───── Data for processing

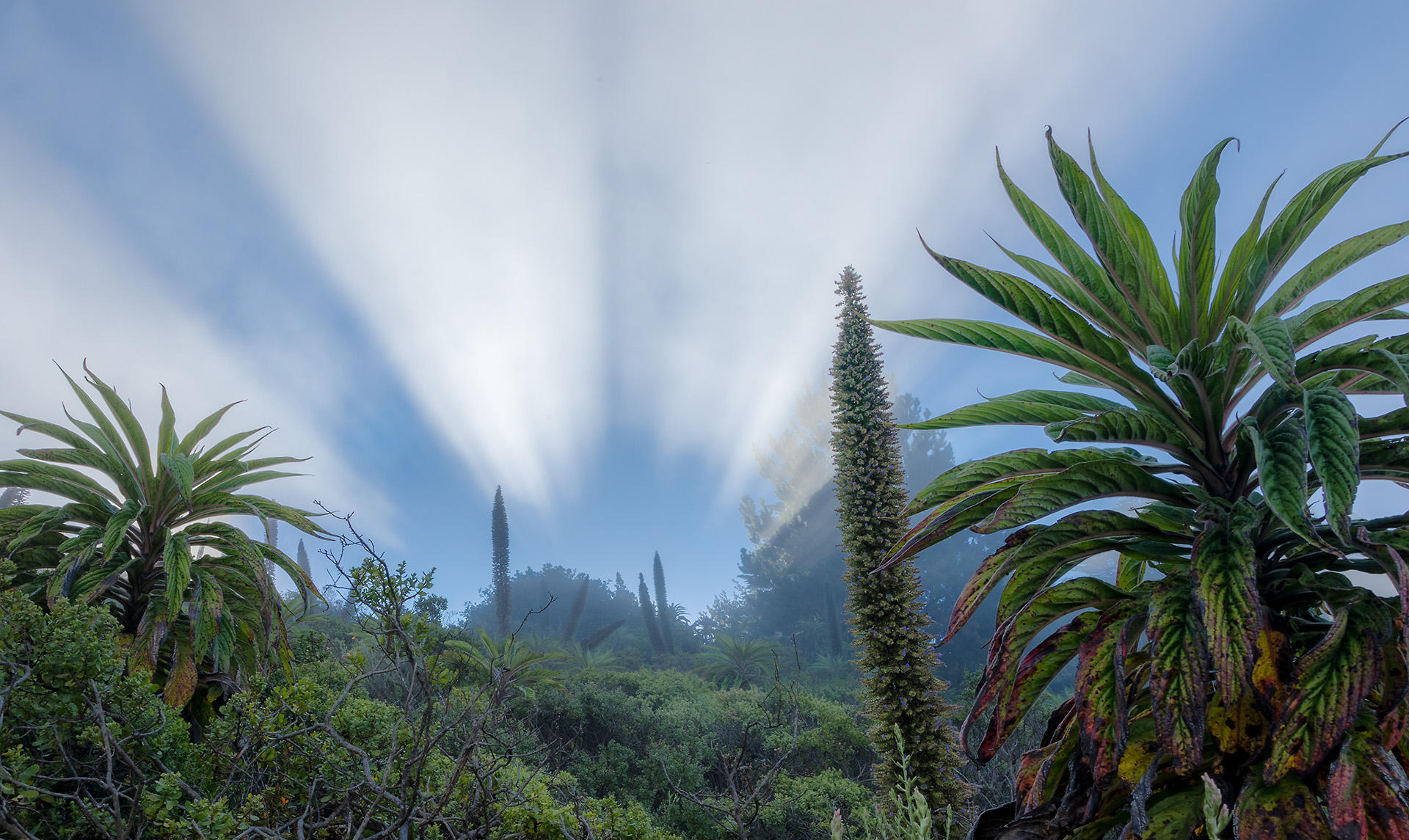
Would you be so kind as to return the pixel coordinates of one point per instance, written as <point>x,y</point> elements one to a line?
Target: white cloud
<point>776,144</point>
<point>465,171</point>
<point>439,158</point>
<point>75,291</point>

──────────
───── Data for processing

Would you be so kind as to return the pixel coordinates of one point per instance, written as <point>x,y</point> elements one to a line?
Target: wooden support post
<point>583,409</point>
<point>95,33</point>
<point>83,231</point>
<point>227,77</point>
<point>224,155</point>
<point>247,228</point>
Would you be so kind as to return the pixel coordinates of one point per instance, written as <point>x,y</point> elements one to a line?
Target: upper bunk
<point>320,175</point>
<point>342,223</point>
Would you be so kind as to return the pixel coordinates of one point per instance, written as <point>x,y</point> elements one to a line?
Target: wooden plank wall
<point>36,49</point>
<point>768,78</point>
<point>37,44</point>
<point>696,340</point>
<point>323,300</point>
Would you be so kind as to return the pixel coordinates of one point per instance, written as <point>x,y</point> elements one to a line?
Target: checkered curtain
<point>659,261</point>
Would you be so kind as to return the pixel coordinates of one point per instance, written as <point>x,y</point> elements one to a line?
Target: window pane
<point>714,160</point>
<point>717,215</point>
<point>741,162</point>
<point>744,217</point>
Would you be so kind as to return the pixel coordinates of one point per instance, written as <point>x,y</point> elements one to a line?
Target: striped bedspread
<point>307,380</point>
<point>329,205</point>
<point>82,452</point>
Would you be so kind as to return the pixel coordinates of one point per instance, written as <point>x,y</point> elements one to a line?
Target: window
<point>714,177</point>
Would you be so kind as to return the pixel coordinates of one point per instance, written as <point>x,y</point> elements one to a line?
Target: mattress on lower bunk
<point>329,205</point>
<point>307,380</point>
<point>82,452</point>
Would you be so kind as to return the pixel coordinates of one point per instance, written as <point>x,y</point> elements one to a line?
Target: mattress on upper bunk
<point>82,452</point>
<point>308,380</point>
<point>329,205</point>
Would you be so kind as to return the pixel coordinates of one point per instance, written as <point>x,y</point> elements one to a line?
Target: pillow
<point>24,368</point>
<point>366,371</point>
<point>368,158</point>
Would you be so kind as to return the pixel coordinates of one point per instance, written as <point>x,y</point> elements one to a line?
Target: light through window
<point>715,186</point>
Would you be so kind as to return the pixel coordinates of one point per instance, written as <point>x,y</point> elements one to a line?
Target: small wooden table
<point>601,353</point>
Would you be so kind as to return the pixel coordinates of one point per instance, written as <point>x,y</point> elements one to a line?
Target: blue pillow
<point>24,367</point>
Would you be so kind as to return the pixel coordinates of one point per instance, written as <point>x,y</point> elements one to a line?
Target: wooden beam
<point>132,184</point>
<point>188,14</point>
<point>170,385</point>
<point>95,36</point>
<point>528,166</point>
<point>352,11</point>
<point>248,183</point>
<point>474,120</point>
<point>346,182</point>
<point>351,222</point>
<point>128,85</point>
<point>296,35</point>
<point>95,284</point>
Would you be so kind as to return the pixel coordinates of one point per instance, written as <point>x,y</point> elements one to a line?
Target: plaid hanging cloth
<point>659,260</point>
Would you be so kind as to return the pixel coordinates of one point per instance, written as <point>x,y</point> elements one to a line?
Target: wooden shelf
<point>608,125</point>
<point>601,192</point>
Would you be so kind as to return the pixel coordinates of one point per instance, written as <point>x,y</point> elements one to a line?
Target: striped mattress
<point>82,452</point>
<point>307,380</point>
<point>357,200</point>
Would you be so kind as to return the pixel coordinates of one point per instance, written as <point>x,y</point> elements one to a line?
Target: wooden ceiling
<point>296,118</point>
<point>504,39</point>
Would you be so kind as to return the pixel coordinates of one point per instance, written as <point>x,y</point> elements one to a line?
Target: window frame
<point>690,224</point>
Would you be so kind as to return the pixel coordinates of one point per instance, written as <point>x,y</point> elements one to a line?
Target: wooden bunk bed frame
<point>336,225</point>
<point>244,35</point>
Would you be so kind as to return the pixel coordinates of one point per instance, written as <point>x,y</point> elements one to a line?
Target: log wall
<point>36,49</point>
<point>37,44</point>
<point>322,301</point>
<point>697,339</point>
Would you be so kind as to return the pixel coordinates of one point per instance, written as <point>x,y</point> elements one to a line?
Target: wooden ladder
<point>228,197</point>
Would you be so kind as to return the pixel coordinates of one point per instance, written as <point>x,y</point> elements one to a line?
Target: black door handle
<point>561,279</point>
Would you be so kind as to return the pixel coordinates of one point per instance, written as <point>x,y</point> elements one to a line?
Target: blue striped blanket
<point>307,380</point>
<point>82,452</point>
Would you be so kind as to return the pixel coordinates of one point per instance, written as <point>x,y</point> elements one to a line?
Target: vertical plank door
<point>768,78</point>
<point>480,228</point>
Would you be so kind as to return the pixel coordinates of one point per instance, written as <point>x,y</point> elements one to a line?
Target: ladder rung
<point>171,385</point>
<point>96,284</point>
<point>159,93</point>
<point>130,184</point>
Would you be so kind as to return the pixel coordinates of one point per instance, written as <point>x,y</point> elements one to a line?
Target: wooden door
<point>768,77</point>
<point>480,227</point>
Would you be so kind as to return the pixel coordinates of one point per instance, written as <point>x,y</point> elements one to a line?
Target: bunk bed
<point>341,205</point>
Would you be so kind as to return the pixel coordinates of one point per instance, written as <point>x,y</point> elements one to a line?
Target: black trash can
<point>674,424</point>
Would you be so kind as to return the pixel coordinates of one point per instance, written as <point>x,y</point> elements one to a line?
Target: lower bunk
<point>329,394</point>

──────────

- [The task]:
Pick out every line in the entries above that contains the word "bunk" and copy each one.

- [Exercise output]:
Target: upper bunk
Target: mattress on lower bunk
Target: mattress on upper bunk
Target: wooden bunk bed frame
Target: bunk bed
Target: lower bunk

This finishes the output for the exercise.